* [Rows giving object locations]
******

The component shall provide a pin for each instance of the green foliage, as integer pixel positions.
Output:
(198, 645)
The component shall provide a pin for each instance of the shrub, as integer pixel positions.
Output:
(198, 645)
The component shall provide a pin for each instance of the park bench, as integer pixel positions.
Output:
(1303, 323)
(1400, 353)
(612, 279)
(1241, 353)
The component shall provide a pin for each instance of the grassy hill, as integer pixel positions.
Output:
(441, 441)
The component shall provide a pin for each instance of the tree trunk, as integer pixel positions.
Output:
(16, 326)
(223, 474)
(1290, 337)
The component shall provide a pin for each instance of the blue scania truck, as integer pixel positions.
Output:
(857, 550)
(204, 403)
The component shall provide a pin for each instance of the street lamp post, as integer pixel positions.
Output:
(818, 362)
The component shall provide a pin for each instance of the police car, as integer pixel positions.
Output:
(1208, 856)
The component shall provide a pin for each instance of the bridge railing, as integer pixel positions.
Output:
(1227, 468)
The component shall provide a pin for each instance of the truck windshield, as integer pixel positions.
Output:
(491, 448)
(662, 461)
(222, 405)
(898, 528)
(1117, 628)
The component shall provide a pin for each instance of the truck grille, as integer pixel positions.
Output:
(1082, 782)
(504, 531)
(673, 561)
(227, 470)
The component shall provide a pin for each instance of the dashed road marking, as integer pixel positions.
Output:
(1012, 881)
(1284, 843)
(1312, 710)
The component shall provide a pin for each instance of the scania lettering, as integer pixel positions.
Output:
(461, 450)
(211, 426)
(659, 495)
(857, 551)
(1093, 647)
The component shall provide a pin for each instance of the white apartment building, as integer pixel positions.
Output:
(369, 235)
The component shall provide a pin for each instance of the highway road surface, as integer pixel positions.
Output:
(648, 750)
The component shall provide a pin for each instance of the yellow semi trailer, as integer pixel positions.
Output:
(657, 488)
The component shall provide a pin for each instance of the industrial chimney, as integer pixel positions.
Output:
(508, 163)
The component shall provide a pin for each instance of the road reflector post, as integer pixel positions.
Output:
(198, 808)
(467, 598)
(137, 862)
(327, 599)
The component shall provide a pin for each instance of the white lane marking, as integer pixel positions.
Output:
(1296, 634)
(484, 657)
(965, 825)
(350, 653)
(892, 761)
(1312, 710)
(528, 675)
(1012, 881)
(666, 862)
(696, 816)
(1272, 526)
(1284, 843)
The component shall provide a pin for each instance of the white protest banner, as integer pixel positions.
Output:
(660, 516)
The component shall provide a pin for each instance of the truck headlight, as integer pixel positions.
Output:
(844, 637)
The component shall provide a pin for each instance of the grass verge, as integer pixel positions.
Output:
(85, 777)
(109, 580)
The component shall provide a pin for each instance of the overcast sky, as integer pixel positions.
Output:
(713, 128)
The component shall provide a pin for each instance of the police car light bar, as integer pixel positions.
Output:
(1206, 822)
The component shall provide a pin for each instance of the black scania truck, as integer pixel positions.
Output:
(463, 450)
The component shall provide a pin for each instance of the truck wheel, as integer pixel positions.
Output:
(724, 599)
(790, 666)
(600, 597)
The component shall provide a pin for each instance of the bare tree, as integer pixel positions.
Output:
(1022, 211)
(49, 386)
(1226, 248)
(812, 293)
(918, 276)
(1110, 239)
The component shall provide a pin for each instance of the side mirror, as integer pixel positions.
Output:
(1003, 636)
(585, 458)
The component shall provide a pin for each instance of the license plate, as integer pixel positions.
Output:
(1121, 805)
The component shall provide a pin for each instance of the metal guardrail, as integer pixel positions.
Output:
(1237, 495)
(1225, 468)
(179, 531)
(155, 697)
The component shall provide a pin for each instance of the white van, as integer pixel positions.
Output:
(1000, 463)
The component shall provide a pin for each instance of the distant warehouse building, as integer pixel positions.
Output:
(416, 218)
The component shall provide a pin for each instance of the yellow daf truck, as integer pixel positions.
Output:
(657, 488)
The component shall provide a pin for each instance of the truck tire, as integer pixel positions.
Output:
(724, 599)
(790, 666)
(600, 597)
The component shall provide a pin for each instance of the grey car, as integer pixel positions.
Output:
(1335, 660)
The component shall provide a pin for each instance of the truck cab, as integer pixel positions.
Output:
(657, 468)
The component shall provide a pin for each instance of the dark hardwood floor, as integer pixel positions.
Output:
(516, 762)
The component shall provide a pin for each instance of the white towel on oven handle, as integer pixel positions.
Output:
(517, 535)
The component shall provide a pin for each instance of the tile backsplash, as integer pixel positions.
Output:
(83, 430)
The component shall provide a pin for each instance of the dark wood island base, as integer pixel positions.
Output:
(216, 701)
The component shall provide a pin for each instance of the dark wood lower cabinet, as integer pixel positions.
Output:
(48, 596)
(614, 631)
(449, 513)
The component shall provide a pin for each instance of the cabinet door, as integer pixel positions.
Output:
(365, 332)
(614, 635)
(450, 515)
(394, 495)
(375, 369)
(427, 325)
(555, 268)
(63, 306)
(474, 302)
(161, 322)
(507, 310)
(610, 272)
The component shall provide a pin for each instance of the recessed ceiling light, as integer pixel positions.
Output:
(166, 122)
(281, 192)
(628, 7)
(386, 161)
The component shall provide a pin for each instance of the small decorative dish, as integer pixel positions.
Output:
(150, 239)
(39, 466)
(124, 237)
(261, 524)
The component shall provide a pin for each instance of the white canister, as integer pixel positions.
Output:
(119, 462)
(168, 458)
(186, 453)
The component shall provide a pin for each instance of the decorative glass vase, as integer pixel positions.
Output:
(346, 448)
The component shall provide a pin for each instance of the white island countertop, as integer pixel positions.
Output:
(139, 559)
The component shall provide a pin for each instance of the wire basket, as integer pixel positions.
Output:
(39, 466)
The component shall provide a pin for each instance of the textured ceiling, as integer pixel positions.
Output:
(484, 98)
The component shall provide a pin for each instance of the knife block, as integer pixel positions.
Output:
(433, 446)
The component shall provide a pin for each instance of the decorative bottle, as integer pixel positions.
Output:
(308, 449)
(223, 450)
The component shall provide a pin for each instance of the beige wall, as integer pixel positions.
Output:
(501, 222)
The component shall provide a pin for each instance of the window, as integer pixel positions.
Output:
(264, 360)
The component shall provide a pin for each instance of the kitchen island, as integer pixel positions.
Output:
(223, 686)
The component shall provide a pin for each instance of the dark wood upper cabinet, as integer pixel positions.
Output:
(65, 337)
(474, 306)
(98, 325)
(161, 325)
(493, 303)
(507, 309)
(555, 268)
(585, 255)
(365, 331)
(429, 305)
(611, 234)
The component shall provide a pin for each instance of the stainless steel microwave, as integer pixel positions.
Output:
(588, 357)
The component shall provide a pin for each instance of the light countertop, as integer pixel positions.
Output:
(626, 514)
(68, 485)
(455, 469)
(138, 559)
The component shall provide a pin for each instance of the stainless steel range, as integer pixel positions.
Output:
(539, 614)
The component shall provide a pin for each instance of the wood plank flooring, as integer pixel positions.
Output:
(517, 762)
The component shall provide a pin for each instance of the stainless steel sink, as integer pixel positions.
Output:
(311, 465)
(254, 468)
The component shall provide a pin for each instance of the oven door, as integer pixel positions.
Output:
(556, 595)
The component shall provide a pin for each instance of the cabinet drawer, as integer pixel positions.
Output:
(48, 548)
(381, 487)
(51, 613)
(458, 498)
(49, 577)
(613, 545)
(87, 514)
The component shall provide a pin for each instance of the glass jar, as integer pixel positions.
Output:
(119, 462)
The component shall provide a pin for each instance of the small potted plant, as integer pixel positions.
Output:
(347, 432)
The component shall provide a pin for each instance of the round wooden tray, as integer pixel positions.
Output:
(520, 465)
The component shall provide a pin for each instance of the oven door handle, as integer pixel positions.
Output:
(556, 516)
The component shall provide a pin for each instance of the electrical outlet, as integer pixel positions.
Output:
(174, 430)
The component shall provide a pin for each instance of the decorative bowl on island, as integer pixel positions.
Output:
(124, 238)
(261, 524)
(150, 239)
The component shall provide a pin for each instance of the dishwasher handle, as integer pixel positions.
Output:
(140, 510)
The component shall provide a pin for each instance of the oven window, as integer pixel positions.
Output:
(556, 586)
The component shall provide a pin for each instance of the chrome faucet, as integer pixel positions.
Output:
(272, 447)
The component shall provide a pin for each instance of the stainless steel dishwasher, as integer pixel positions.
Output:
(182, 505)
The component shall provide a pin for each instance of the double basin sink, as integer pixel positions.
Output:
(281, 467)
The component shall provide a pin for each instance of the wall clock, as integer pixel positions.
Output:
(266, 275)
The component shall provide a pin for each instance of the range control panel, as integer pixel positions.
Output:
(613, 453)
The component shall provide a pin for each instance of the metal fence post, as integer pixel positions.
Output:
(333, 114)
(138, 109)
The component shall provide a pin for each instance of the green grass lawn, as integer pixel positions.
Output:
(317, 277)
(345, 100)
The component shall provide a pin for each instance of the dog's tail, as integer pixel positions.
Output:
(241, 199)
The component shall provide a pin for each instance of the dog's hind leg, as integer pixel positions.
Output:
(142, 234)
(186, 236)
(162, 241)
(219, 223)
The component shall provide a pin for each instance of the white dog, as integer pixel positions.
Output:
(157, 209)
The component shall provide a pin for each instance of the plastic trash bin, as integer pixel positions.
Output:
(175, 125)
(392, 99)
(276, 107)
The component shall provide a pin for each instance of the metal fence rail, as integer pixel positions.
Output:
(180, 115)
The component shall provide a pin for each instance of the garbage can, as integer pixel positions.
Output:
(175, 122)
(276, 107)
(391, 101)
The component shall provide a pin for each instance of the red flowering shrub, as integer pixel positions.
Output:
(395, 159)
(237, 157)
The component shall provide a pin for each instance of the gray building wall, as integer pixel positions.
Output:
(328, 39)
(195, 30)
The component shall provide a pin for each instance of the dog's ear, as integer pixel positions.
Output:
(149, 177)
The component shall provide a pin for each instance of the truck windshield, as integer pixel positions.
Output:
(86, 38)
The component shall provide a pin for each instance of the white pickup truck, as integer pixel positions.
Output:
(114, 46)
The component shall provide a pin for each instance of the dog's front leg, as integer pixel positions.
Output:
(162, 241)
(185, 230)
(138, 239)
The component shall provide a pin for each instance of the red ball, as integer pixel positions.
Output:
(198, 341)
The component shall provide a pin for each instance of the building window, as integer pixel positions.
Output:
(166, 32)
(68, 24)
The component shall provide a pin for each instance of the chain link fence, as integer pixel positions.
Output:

******

* [TASK STATEMENT] Please return, unchanged, the rows from the line containing "tire, as integer pixel positions." through the line containing "(1335, 660)", both lines included.

* [RESPONSE FOR THIS EXERCISE]
The component shall provide a pin for each instance of the truck tire, as integer pixel positions.
Output:
(724, 599)
(790, 666)
(600, 597)
The component shall provide a pin for each instance of the grey car, as integer pixel positions.
Output:
(1335, 660)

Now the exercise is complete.